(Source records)
· · · · · · ·

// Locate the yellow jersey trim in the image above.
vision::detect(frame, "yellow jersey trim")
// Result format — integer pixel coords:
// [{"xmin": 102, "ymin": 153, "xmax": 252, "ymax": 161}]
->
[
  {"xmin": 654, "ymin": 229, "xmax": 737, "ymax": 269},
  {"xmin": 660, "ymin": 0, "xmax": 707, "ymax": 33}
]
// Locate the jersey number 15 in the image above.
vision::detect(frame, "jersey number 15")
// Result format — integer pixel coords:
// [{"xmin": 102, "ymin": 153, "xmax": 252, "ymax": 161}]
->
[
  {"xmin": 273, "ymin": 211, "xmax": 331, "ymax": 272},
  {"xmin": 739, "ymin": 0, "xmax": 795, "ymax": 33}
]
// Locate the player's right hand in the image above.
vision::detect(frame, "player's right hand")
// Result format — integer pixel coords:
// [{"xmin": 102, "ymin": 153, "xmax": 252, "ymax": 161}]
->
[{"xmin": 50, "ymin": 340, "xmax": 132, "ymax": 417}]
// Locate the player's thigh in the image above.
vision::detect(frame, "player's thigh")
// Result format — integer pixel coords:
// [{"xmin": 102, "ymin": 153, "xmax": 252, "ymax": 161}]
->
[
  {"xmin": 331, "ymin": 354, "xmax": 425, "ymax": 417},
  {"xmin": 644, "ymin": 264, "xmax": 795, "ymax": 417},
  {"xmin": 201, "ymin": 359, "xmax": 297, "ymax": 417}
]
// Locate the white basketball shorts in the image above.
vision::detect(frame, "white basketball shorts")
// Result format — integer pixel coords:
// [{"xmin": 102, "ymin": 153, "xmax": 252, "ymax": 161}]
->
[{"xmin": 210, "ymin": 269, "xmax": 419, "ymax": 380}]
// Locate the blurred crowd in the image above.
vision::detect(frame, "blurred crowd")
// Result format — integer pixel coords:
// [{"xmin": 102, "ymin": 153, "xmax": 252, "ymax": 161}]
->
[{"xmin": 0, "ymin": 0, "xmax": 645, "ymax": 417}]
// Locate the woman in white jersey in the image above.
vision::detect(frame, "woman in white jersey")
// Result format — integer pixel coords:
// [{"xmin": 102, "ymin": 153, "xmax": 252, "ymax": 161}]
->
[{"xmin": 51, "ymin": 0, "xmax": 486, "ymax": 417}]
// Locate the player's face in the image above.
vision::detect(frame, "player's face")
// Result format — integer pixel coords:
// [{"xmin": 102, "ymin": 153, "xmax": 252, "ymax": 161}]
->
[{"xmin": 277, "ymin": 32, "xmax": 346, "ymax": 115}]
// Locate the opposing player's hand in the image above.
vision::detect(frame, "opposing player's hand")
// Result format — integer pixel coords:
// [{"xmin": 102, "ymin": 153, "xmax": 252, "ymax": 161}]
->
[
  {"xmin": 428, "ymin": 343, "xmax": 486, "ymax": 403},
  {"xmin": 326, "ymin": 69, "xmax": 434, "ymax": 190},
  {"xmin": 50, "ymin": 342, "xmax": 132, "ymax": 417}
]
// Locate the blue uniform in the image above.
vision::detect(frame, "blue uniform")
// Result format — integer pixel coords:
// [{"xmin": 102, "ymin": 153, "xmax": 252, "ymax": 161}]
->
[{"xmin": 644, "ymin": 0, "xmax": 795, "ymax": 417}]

· · · · · · ·

## Exercise prompt
Output every line of the items above as a Markdown table with two columns, Row and Line. Number each line in Row and skip any blank lines.

## Written solution
| Row | Line |
|---|---|
| 1 | // Locate the yellow jersey trim in the image above. |
| 2 | vision::detect(frame, "yellow jersey trim") |
| 3 | // Result format — integer pixel coords: |
| 4 | // [{"xmin": 102, "ymin": 153, "xmax": 252, "ymax": 161}] |
| 5 | -> |
| 6 | [ |
| 7 |   {"xmin": 654, "ymin": 229, "xmax": 737, "ymax": 269}, |
| 8 |   {"xmin": 660, "ymin": 0, "xmax": 707, "ymax": 33} |
| 9 | ] |
| 10 | // Locate the jersey number 15 in the image above. |
| 11 | vision::detect(frame, "jersey number 15") |
| 12 | // Result format — integer pixel coords: |
| 13 | // [{"xmin": 102, "ymin": 153, "xmax": 252, "ymax": 161}] |
| 14 | -> |
| 15 | [ |
| 16 |   {"xmin": 273, "ymin": 211, "xmax": 331, "ymax": 272}, |
| 17 |   {"xmin": 739, "ymin": 0, "xmax": 795, "ymax": 33} |
| 18 | ] |
| 19 | // Locate the player's right hand in the image above. |
| 20 | vision::detect(frame, "player's right hand") |
| 21 | // Result format — integer pixel coords: |
| 22 | // [{"xmin": 102, "ymin": 153, "xmax": 252, "ymax": 161}] |
| 23 | -> |
| 24 | [{"xmin": 50, "ymin": 340, "xmax": 132, "ymax": 417}] |
| 25 | // Locate the player's thigh in the image above. |
| 26 | vision::detect(frame, "player's thigh") |
| 27 | // Result format — integer pixel coords: |
| 28 | // [{"xmin": 102, "ymin": 153, "xmax": 252, "ymax": 161}] |
| 29 | -> |
| 30 | [ |
| 31 |   {"xmin": 331, "ymin": 354, "xmax": 425, "ymax": 417}, |
| 32 |   {"xmin": 644, "ymin": 264, "xmax": 795, "ymax": 417}, |
| 33 |   {"xmin": 201, "ymin": 359, "xmax": 297, "ymax": 417} |
| 34 | ] |
| 35 | // Locate the white basketball shorts in the image above. |
| 36 | vision::detect(frame, "white basketball shorts") |
| 37 | // Result format — integer pixel coords: |
| 38 | // [{"xmin": 102, "ymin": 153, "xmax": 252, "ymax": 161}] |
| 39 | -> |
| 40 | [{"xmin": 210, "ymin": 269, "xmax": 419, "ymax": 380}] |
| 41 | // Locate the blurred crowd in the image above. |
| 42 | vision::detect(frame, "blurred crowd") |
| 43 | // Result format — integer pixel coords: |
| 44 | // [{"xmin": 102, "ymin": 153, "xmax": 252, "ymax": 161}] |
| 45 | -> |
| 46 | [{"xmin": 0, "ymin": 0, "xmax": 645, "ymax": 417}] |
| 47 | // Locate the woman in white jersey in the image above. |
| 48 | vision::detect(frame, "woman in white jersey") |
| 49 | // Result format — integer pixel coords: |
| 50 | // [{"xmin": 102, "ymin": 153, "xmax": 252, "ymax": 161}] |
| 51 | -> |
| 52 | [{"xmin": 51, "ymin": 0, "xmax": 486, "ymax": 417}] |
| 53 | // Locate the player's face in the image above. |
| 54 | vision::detect(frame, "player's face") |
| 55 | // Result format — integer pixel coords: |
| 56 | // [{"xmin": 102, "ymin": 153, "xmax": 252, "ymax": 161}] |
| 57 | -> |
| 58 | [{"xmin": 277, "ymin": 32, "xmax": 346, "ymax": 115}] |
| 59 | // Locate the opposing player's hand in the image above. |
| 60 | vision::detect(frame, "opposing player's hand") |
| 61 | // Result format — integer pixel coords: |
| 62 | // [{"xmin": 102, "ymin": 153, "xmax": 252, "ymax": 161}] |
| 63 | -> |
| 64 | [ |
| 65 |   {"xmin": 428, "ymin": 343, "xmax": 486, "ymax": 403}, |
| 66 |   {"xmin": 326, "ymin": 69, "xmax": 434, "ymax": 190}, |
| 67 |   {"xmin": 50, "ymin": 342, "xmax": 132, "ymax": 417} |
| 68 | ] |
| 69 | // Locate the blue uniform in the image above. |
| 70 | vision::detect(frame, "blue uniform") |
| 71 | // Result format — integer pixel coords: |
| 72 | // [{"xmin": 102, "ymin": 153, "xmax": 252, "ymax": 161}] |
| 73 | -> |
| 74 | [{"xmin": 644, "ymin": 0, "xmax": 795, "ymax": 417}] |